Elliptic reports that the Atomic Wallet hacker sent cryptocurrency to a mixer used by Lazarus Group.

Illicit funds obtained from the Atomic Wallet hack, which was worth $35 million, have been transferred to a cryptocurrency mixer that is known to be favored by North Korea’s most notorious cyber-hacking group.

On June 5th, Elliptic, a blockchain compliance analytics company, reported that its Investigations Team had traced the funds from the Atomic Wallet hack to the Sinbad.io cryptocurrency mixer.

It claims that this mixing service was previously used to launder over $100 million in cryptocurrency assets that had been stolen by North Korea’s Lazarus Group.

Elliptic did not specify how much was sent to the mixer, but it noted that the stolen funds were being exchanged for Bitcoin (BTC) before being obscured through the mixer.

******

* GIVEN INSTRUCTION A
Count the lines in the entries that contain the string "contrail" and give only that number.

* ENTRIES SHOWN
******

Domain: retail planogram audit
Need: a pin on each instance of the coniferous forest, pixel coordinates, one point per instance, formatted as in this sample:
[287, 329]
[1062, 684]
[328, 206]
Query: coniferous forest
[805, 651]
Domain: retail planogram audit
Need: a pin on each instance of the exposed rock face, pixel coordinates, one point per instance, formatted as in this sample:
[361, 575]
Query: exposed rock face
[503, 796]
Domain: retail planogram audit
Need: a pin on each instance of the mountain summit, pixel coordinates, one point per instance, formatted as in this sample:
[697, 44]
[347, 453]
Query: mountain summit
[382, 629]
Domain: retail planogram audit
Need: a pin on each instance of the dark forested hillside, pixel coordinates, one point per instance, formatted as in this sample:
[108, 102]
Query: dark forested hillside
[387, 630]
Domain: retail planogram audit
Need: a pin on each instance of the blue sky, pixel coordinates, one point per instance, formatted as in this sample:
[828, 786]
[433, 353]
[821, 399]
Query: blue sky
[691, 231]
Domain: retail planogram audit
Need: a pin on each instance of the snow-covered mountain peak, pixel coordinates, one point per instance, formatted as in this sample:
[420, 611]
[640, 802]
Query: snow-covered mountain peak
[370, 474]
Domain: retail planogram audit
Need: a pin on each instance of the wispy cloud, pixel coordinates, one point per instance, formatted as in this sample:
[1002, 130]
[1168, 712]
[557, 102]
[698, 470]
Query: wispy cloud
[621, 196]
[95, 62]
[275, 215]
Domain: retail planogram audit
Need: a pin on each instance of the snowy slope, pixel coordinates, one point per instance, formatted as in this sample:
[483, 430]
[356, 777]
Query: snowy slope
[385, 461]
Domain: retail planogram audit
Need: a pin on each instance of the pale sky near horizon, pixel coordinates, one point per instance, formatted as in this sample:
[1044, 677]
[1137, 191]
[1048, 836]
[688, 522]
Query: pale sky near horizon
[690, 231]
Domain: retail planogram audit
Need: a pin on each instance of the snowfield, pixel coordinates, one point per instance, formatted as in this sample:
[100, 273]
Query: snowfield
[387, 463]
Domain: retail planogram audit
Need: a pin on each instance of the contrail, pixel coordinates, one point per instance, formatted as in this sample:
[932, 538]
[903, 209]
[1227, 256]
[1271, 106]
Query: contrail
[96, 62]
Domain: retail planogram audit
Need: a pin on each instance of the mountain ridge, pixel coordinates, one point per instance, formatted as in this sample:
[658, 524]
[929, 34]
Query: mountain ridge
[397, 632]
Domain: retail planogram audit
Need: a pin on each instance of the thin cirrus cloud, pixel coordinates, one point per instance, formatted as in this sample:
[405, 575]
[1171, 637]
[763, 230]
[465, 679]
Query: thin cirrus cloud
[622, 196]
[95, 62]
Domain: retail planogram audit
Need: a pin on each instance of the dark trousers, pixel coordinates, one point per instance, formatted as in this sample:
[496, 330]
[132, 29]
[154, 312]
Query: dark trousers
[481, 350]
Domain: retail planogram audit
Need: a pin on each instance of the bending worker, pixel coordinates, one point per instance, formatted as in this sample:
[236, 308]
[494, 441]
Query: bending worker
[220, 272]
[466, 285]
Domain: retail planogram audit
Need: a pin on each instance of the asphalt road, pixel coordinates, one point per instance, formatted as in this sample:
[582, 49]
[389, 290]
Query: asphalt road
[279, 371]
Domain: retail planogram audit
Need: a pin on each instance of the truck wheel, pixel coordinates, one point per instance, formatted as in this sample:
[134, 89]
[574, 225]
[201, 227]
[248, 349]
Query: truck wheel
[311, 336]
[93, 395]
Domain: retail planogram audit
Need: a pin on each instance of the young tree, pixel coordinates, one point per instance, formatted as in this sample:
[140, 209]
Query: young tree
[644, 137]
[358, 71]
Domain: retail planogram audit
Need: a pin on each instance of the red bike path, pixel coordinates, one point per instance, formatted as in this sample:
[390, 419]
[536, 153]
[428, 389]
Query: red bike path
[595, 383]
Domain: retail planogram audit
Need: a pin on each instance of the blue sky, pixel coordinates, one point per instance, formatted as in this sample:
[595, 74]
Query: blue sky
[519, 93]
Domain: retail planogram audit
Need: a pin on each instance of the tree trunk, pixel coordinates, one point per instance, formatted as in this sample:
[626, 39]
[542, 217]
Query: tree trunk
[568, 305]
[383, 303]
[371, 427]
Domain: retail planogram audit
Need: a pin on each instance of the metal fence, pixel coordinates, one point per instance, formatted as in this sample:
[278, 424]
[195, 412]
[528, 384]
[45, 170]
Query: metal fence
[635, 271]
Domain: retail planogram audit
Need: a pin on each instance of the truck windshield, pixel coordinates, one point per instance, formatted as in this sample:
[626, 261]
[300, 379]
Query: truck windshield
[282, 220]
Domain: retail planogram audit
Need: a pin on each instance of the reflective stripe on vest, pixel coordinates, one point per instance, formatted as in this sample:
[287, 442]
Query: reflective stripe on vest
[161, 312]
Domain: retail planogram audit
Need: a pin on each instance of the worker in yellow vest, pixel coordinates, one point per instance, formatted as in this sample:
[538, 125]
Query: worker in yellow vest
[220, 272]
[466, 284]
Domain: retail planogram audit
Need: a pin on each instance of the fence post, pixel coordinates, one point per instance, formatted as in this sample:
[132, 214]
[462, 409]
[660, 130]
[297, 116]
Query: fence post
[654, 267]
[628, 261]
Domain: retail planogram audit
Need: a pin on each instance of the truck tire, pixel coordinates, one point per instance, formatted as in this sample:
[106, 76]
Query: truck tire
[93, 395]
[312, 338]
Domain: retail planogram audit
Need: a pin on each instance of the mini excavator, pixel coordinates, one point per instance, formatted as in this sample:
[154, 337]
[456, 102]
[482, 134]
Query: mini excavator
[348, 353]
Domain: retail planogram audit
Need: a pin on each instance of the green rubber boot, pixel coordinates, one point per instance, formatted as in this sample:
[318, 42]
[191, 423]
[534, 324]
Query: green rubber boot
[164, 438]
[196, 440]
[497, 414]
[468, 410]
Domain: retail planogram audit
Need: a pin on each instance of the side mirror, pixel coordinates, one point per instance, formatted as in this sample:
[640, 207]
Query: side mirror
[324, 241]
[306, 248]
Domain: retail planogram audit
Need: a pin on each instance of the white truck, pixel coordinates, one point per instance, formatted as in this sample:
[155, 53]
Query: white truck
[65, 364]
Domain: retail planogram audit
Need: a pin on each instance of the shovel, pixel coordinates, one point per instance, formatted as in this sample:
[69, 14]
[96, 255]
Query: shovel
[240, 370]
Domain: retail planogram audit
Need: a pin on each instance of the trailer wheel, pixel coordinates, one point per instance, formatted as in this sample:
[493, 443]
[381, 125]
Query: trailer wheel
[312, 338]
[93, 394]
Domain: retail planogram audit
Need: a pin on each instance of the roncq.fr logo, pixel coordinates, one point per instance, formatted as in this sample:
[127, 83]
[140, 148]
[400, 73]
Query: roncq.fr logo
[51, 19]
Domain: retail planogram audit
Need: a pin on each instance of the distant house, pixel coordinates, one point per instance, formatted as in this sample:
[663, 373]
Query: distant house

******

* GIVEN INSTRUCTION B
Carry on the article about the Atomic Wallet hack from the point where it ends.

* RESPONSE A
2

* RESPONSE B
Analysis of the ongoing Atomic Wallet hack, from our new Investigations Team account @Elliptic_Inv https://t.co/gbm3dX34JB

— Elliptic (@elliptic) June 5, 2023

The company also reported that Sinbad.io is likely a rebranded version of Blender.io, “another mixer heavily used to launder Lazarus Group funds,” and the first mixer to be sanctioned by the U.S. Treasury Department.

On June 3rd, several user accounts on Atomic Wallet were compromised, resulting in losses of up to $35 million. However, the company has downplayed the incident, claiming that the attack only affected less than 1% of its monthly active users.

Atomic Wallet’s Chief Marketing Officer, Roland Säde, told Cointelegraph that his team is “doing everything they can to get those funds back,” adding that “in order to create a concrete plan, the investigation must be completed.”

“Of course, the team is devastated as we have been very proud about our security. We are working around the clock to get it all resolved and come out of this crisis stronger than before.”

Related: Atomic Wallet exploited, users report loss of entire portfolios

Säde suggested that victims should track the illicit transfers and report them to the most popular crypto exchanges, which “could prevent the scammers from exchanging their funds.”

“Of course, we are also reporting them directly, but the more eyes on hackers, the harder it is for them to move their funds,” he said.

However, it may be too late for many in light of Elliptic’s latest findings.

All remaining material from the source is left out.